::: Data excerpts
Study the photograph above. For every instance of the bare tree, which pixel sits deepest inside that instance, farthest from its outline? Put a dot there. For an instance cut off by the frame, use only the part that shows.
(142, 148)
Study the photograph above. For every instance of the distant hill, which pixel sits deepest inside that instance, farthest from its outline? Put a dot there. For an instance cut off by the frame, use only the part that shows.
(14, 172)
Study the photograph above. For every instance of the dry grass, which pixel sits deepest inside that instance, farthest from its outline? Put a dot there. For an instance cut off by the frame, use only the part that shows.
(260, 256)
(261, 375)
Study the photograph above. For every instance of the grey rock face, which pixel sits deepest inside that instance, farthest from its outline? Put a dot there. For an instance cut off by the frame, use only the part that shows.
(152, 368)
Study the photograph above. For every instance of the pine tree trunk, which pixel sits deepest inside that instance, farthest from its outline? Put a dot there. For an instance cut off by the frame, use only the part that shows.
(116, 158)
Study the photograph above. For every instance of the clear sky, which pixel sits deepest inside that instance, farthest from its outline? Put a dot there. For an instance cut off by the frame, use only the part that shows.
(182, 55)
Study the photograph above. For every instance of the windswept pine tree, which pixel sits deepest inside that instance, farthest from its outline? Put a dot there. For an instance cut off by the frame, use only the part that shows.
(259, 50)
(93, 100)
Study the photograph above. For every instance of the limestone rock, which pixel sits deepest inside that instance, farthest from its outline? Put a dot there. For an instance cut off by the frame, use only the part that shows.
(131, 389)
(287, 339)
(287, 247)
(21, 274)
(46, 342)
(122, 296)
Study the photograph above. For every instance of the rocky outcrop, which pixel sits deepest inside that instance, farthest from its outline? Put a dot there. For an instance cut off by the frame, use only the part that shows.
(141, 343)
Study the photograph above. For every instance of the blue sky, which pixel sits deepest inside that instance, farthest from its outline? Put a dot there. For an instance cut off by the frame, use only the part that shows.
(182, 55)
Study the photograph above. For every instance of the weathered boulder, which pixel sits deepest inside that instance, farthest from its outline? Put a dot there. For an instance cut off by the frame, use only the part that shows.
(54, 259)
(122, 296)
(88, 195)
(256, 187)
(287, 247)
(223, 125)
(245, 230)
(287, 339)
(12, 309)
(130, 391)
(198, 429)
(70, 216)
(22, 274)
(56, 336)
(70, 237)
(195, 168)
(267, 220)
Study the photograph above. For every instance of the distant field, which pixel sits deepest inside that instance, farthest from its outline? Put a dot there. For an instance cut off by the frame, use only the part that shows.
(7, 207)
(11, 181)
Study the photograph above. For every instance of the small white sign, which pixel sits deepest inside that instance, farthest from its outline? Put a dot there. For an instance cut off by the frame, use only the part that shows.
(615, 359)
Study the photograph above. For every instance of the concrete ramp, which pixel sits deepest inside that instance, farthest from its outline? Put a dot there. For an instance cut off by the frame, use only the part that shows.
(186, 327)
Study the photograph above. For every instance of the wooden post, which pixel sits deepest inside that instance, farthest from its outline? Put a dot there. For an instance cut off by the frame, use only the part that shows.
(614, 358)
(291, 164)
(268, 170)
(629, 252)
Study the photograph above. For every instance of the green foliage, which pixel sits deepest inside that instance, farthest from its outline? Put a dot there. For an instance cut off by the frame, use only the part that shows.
::::::
::: Data excerpts
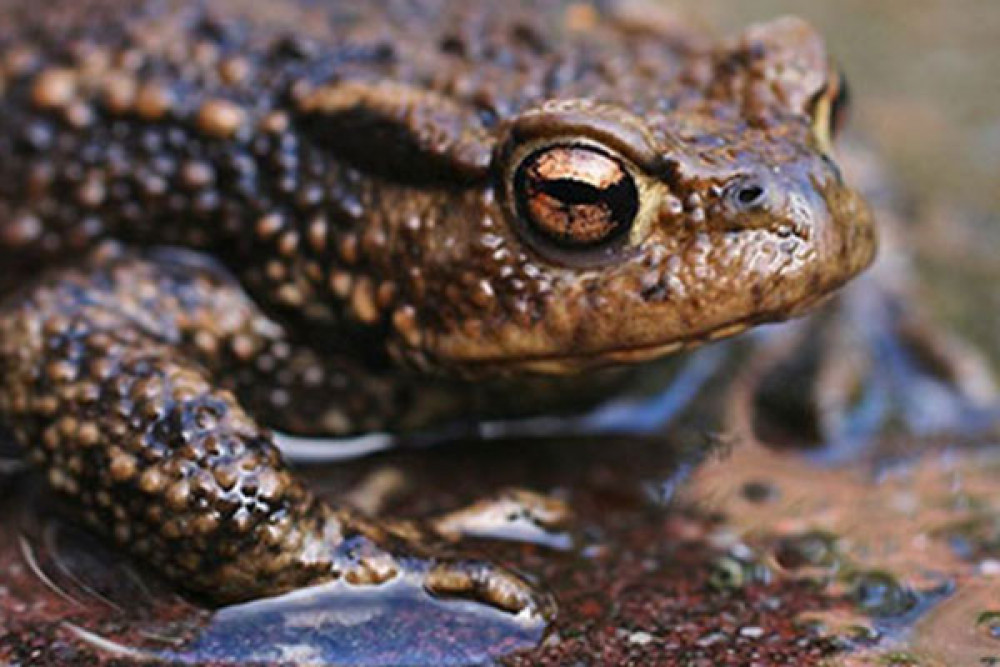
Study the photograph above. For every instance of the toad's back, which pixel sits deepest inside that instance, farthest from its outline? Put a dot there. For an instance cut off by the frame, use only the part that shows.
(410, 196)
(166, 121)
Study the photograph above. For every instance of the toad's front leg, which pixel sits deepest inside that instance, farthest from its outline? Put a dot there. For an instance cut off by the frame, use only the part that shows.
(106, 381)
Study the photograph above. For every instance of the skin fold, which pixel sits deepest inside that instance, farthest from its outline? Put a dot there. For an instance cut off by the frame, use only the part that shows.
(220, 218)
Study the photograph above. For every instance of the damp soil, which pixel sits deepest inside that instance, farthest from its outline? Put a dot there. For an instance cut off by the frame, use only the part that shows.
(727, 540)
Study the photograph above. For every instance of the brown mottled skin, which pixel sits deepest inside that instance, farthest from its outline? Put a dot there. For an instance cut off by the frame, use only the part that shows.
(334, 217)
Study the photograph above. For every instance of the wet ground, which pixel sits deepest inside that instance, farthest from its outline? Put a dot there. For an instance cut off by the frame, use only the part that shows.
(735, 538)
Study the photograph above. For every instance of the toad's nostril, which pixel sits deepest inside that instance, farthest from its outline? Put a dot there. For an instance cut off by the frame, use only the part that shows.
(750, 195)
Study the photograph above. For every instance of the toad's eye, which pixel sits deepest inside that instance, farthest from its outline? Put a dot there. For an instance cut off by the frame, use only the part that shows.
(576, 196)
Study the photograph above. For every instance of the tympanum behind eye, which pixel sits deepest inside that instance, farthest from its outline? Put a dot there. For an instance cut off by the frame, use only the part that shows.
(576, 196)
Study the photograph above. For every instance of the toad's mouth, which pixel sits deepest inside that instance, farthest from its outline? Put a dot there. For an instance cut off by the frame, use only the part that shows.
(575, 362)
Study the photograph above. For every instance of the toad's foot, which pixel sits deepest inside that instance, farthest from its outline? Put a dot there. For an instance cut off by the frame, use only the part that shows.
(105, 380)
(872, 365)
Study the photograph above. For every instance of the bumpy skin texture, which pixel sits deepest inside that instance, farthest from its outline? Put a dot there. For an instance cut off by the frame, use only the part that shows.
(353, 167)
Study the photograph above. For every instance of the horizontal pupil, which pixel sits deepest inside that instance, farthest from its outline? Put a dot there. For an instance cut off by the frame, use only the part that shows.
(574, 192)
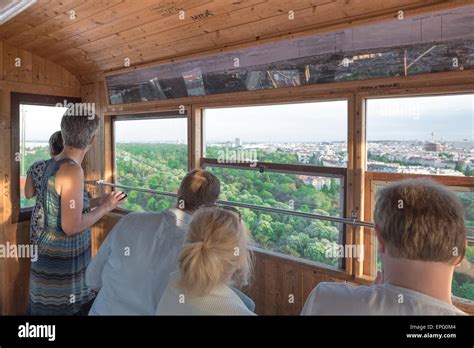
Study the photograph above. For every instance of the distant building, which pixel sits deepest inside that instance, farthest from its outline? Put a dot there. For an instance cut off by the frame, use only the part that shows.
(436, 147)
::::::
• **Description of the task**: A word-for-word copy of the lines above from the one with "Study the photograph above. For every instance of the small" through the one with "Study the photograph above. For every instance of the green", inclusive, is the only output wanted.

• **Output of the task**:
Study the photograph above. For every instance of the small white sign, which pixel sits deepest inside that instance, farthest from its outline? Put a dot there. For an instance cut off by the frame, use only the part that shows.
(615, 359)
Study the photograph above. For every instance of the concrete ramp, which pixel sits deepest inside that instance, farthest from its outline? Put a dot there. For an instance cut off by the frame, use only the part that shows.
(186, 327)
Study the photograph above. For every instance of the wooden post, which pixel sits deepest inside that instance, farthest from its outline? Put a dot there. For an instance cut off by the frame, use only the part that shows.
(614, 358)
(291, 164)
(268, 170)
(629, 252)
Study the photograph above. For every instance of the green foliage, which pixel sits deepest inside that instance, farthest from its outline? Put a dot there. For an instance cut off by the frame, use only the part that shows.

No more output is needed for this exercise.